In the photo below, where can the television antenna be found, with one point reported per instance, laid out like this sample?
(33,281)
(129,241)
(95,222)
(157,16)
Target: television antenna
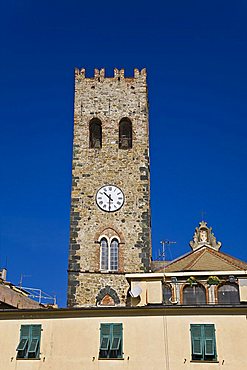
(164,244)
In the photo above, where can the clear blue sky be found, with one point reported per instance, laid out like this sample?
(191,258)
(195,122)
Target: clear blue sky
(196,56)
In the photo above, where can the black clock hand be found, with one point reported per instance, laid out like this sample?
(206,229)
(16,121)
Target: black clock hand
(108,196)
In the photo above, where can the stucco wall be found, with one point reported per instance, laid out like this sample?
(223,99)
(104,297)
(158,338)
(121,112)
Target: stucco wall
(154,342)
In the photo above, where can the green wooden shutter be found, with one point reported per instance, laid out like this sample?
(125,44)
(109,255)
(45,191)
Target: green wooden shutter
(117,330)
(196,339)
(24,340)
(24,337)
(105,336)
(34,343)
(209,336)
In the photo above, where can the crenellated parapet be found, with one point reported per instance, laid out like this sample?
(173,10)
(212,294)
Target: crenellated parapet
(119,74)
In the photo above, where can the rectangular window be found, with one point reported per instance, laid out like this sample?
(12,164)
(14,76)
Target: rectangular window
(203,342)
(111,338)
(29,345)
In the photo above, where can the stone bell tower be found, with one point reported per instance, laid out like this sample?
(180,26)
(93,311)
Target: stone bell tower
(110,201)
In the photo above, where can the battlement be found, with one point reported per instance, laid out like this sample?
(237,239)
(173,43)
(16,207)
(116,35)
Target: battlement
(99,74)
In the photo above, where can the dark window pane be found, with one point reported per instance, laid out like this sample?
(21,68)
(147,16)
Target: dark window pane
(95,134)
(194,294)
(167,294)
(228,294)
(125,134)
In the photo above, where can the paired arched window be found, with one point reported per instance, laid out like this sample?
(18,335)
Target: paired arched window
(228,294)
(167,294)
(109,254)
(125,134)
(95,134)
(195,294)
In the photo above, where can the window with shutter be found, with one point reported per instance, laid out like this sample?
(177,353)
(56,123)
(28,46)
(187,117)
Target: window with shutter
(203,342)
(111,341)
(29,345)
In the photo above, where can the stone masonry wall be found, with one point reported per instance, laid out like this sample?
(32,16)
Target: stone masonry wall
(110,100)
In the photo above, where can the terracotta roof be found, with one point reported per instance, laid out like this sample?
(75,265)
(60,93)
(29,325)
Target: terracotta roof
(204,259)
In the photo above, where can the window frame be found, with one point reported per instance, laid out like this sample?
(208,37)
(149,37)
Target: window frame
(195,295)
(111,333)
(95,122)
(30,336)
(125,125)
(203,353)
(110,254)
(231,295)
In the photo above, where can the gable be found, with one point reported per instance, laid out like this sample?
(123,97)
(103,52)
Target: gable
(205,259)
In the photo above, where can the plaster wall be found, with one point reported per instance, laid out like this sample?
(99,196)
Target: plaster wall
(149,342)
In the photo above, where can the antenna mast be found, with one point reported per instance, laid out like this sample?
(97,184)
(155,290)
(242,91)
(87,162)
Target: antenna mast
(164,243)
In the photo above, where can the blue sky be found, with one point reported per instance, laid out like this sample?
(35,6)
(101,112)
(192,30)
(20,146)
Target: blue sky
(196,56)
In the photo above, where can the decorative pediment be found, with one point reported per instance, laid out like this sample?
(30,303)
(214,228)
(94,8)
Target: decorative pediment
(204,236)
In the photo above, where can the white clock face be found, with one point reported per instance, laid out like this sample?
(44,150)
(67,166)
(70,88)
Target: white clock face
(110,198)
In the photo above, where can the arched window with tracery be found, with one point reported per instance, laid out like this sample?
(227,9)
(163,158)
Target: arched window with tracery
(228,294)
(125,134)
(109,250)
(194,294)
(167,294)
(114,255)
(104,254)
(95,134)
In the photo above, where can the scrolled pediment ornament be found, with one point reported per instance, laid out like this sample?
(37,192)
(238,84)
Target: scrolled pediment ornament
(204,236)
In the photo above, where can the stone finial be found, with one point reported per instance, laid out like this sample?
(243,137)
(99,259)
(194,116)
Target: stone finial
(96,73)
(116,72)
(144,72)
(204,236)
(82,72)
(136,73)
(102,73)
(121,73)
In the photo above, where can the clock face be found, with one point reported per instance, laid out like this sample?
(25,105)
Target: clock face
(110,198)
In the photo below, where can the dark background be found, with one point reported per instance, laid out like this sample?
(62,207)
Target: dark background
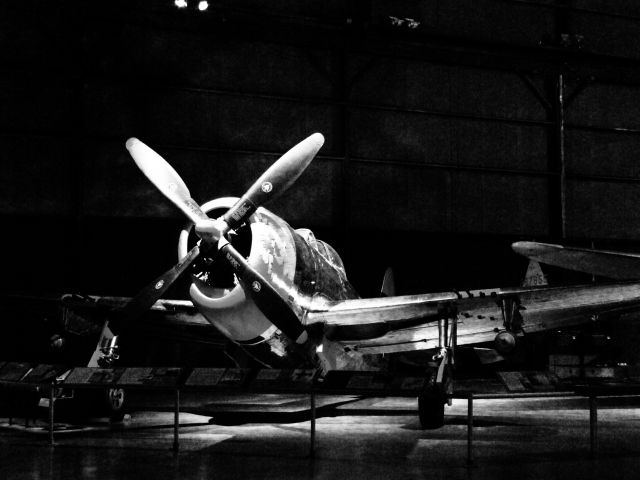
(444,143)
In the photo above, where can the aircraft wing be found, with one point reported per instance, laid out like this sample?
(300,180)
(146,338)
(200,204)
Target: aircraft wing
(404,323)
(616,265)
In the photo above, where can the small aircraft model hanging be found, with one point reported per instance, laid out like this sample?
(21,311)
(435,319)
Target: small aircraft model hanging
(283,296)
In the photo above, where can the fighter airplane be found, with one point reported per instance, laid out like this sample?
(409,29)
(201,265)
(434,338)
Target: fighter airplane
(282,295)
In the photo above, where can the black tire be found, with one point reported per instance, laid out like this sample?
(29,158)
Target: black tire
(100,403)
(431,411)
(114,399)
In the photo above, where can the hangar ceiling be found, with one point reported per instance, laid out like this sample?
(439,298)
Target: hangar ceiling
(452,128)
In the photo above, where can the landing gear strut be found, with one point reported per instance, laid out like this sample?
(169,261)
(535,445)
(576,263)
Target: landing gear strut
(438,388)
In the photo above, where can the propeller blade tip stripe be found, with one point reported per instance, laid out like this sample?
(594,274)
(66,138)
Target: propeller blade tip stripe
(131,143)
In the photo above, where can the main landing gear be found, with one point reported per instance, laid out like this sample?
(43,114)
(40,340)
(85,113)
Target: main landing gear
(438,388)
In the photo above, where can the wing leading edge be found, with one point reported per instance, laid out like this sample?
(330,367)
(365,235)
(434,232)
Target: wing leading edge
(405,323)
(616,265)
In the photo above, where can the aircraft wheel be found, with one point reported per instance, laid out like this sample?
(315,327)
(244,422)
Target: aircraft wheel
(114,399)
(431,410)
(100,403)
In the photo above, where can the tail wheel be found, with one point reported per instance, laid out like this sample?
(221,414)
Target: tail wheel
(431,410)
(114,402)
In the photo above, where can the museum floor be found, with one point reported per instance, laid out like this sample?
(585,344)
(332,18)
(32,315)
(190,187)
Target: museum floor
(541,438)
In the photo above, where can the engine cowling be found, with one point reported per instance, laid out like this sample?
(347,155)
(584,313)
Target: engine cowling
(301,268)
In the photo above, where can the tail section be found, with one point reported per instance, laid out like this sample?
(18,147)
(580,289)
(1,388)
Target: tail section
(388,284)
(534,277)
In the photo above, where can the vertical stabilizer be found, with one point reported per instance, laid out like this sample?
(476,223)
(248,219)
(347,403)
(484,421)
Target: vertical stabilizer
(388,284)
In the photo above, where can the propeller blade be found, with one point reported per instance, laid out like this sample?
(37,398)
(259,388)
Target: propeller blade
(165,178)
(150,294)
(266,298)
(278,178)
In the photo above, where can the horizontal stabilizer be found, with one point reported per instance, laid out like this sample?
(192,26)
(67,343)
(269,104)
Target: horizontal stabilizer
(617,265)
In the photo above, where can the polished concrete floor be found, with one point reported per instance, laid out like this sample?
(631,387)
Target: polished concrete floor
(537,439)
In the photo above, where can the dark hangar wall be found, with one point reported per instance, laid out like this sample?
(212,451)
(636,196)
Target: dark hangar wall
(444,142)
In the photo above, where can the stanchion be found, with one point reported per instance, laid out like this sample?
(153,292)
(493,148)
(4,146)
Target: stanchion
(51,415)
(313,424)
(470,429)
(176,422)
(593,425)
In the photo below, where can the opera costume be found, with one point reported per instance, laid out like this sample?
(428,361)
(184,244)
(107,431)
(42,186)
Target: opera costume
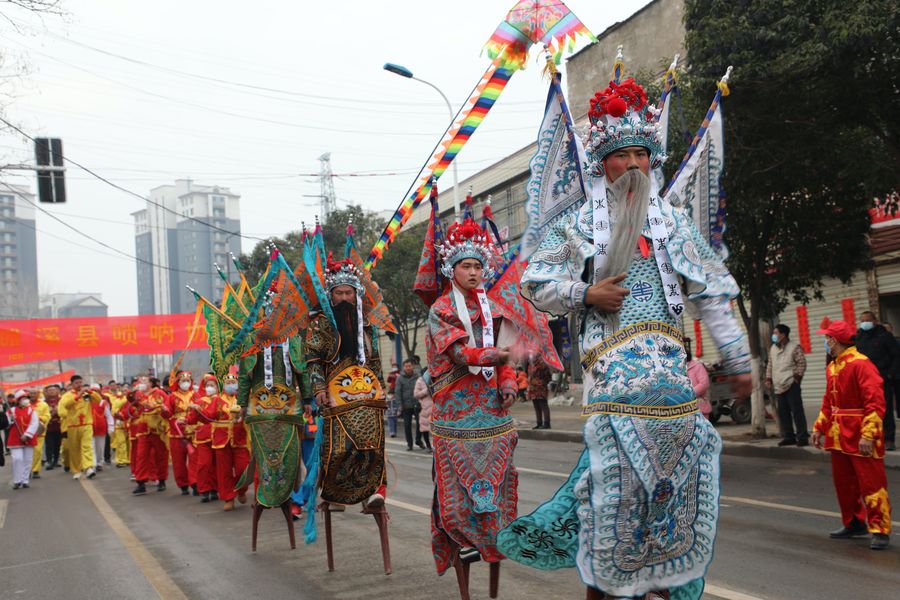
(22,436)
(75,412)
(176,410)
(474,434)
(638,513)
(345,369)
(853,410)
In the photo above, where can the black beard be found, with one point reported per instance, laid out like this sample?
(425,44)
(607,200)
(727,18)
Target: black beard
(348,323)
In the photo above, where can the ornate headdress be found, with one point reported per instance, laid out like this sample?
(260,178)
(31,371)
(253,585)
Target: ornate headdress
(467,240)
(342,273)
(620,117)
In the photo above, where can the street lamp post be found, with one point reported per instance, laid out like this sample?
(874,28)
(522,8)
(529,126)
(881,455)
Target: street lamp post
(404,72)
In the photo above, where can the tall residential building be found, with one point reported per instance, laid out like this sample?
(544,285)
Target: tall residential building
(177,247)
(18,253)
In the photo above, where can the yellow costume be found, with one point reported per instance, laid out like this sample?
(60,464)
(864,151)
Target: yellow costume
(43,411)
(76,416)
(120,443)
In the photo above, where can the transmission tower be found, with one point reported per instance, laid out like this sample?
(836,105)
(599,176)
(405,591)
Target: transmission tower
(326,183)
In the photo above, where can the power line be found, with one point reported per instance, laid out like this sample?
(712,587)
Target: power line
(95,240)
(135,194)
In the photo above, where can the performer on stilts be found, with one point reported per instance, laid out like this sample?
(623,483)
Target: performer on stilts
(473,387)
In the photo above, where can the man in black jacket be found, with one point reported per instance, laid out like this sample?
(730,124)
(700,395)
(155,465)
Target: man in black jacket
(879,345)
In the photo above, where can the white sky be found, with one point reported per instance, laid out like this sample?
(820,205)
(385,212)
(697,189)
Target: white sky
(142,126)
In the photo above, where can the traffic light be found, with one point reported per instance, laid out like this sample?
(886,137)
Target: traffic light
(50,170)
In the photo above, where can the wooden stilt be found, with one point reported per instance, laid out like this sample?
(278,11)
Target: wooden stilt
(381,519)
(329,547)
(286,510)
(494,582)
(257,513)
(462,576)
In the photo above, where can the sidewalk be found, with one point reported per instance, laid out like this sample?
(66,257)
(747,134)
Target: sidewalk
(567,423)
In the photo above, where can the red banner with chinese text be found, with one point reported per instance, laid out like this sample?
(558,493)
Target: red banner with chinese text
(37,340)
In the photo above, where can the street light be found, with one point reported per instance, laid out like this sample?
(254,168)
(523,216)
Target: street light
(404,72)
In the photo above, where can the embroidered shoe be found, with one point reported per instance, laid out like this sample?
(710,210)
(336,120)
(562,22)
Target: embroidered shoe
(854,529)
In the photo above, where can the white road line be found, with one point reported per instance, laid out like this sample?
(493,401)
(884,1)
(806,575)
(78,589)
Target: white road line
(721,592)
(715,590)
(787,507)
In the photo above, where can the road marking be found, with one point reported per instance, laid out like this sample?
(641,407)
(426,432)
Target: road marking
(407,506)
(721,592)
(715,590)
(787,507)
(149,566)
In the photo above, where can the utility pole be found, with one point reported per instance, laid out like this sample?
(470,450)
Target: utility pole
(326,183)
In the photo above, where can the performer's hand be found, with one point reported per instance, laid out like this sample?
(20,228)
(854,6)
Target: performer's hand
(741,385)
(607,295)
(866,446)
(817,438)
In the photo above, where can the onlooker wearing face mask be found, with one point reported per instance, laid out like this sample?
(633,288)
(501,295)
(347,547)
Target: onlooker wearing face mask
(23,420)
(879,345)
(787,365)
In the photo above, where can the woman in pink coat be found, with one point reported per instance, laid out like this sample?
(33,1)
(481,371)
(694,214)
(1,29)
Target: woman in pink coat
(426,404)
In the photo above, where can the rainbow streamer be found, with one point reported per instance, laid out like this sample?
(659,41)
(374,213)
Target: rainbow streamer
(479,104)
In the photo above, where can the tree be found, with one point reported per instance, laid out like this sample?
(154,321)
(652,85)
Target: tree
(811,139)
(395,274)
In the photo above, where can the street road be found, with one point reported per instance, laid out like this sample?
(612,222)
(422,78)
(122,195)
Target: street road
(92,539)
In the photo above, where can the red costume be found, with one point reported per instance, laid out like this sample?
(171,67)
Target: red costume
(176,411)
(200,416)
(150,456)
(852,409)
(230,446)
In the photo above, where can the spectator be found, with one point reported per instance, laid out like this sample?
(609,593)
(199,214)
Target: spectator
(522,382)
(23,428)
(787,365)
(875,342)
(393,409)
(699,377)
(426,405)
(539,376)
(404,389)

----

Task instructions → Copy out, unchanged, every line from the one containing "In the photo above, where can the woman" through the last line above.

Answer for the task →
In the photo above, where can the woman in pink coat be found, with one point reported per instance, laid out like this sample?
(33,1)
(481,371)
(694,214)
(1,29)
Target: woman in pink coat
(426,404)
In the photo above, where can the rainbow streamer be found, with one point reported per instance, laid out like this sample?
(659,41)
(374,213)
Target: rainbow streamer
(479,104)
In the photo above, where can the tree be found, with one point reported per instance, laid out like this sample?
(154,321)
(652,85)
Target: tree
(811,139)
(395,274)
In the photo above, where can the street road be found, with one point reported per instance, laid out like this sample?
(612,222)
(422,78)
(122,195)
Target: street road
(92,539)
In the photo above, where can the red costume be found, with one point reported per instance, laid out like this sample?
(171,67)
Target: red costume
(176,411)
(200,416)
(150,456)
(852,409)
(230,446)
In the photo above, where can the spectator be found, with one point reported per instance, laid out like this sample?
(609,593)
(199,214)
Target: spectator
(522,382)
(23,428)
(787,365)
(875,342)
(393,409)
(699,377)
(426,405)
(539,376)
(404,389)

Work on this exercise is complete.